## Exercise 1
Give the entries as a numbered list, leaving out blank lines, starting with the first line of the entries and ending with the line that contains "top-left (115, 135), bottom-right (154, 184)".
━━━━━ Text block
Teaching students to think through ethical dilemmas logically is Bill Wilhelm\'s specialty.

Now the professor of business education in Indiana State University\'s Scott College of Business is being recognized nationally for his research in the field.

Wilhelm will receive the 2015 Business Education Research Award for his paper, \"We are Not Like Them - They are Not Like Us: Cultural Dimensions and Moral Reasoning in Thailand and the United States.\" The award presentation will take place at the Business Education Research Conference held in conjunction with the National Business Education Association Convention in Chicago on April 1. His paper will also be published in the Journal for Research in Business Education.

While on sabbatical last fall, Wilhelm served as visiting scholar at the faculty of political science and public administration at Chiang Mai University where he lectured and conducted research on cultural differences between Thai and U.S. populations and how cultural dimensions affect ethical decision making.

\"I found that many Thai academics lecture about facts and often don\'t teach things about behavioral susceptibilities in ethical decision making, so to be able to teach about things that those students didn\'t have exposure to was a blast,\" he said. \"You can\'t force people to be ethical, but you can teach people ethical reasoning.\"

Building on findings from his recent research in Thailand, Wilhelm and a colleague at Chiang Mai University have plans to examine how Thai people perceive giving and accepting bribes. Bribery is a big problem in Thailand and it is the focus and concern of the government and educational institutions.

\"Your culture makes up your perspective of reality and you base your ethical decision making on your perspectives of reality. However our human susceptibilities to biases and shortcutting in-depth logical analysis can lead us to unethical decisions. I hope I gave the Thai students the tools to help them think through ethical dilemmas, which is something all people will deal with,\" Wilhelm said.

This was the first time research like Wilhelm\'s was conducted in Thailand. He translated a survey instrument that measures moral reasoning and a survey instrument that assess cultural dimensions into Thai for the first time with the help of Thai colleagues and a Thai student at Indiana State.
━━━━━━━━━━
## Exercise 2
According to the article about Bill Wilhelm's research award, why did he find teaching in Thailand to be "a blast"? Answer in one to three sentences.
━━━━━ Recorded data
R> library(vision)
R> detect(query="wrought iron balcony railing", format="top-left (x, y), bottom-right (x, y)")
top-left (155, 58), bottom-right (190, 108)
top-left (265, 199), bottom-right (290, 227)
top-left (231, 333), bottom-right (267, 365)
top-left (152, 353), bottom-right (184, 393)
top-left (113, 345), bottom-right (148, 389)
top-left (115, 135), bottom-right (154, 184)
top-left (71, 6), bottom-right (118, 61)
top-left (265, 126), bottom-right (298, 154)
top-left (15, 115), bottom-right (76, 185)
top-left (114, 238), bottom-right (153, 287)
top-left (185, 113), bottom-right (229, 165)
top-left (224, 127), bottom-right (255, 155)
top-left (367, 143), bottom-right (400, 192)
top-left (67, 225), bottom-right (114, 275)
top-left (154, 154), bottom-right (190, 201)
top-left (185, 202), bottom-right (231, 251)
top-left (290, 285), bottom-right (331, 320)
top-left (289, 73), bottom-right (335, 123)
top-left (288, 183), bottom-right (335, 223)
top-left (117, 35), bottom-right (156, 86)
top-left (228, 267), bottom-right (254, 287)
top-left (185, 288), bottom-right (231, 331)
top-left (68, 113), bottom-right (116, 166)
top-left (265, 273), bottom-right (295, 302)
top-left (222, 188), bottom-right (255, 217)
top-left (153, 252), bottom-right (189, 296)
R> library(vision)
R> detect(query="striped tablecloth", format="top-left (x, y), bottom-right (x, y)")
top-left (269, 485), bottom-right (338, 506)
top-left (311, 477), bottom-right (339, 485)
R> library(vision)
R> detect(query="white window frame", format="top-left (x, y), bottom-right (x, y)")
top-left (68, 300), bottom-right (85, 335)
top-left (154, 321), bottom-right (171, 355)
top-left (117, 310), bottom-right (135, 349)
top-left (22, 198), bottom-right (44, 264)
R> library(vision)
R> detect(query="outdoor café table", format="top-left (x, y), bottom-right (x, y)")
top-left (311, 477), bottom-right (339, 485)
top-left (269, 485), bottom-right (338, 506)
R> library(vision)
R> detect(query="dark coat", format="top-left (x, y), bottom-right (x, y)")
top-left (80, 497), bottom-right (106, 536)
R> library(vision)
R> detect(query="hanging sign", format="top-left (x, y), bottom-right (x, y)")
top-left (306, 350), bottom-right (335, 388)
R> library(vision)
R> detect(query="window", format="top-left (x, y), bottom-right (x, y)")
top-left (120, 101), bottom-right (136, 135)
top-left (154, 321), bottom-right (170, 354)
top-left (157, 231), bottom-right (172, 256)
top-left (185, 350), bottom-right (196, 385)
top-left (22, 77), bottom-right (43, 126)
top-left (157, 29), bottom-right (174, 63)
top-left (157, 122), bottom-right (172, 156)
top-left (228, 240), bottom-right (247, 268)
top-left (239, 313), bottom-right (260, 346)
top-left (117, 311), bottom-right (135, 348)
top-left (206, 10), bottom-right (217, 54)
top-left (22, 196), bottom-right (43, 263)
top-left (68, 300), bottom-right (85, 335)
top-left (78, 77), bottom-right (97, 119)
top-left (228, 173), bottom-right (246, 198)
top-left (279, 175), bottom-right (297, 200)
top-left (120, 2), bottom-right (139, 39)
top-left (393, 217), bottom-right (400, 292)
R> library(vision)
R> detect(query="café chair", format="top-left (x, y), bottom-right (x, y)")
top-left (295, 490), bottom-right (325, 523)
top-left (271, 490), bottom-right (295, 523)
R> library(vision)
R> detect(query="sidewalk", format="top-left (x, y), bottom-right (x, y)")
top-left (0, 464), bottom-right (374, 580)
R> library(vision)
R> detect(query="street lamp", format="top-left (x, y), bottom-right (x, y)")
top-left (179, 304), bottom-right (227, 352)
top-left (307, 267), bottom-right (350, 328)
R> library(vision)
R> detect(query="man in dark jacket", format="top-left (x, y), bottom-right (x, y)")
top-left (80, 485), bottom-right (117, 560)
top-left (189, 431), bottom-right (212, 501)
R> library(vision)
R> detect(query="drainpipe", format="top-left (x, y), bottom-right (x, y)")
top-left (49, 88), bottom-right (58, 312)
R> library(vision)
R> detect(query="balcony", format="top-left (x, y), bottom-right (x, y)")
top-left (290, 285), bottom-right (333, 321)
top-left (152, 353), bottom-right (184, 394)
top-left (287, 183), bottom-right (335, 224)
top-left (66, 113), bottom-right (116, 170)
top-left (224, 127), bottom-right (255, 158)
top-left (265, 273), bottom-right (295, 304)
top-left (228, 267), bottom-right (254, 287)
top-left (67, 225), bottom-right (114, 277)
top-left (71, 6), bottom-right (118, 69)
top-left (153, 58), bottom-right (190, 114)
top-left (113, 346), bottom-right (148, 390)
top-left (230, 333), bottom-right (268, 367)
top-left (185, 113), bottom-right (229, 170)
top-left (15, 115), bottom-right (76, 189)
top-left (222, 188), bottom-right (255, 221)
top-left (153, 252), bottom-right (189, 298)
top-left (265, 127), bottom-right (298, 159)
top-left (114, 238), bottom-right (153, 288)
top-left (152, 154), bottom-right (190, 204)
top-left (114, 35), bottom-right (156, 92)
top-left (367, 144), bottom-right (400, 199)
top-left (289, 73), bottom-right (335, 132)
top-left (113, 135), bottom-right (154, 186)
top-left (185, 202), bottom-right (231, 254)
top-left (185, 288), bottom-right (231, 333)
━━━━━━━━━━
## Full solution 1
1. R> library(vision)
2. R> detect(query="wrought iron balcony railing", format="top-left (x, y), bottom-right (x, y)")
3. top-left (155, 58), bottom-right (190, 108)
4. top-left (265, 199), bottom-right (290, 227)
5. top-left (231, 333), bottom-right (267, 365)
6. top-left (152, 353), bottom-right (184, 393)
7. top-left (113, 345), bottom-right (148, 389)
8. top-left (115, 135), bottom-right (154, 184)

## Full solution 2
He found that many Thai academics lecture about facts and often don't teach about behavioral susceptibilities in ethical decision making. That let him teach the students things they hadn't been exposed to.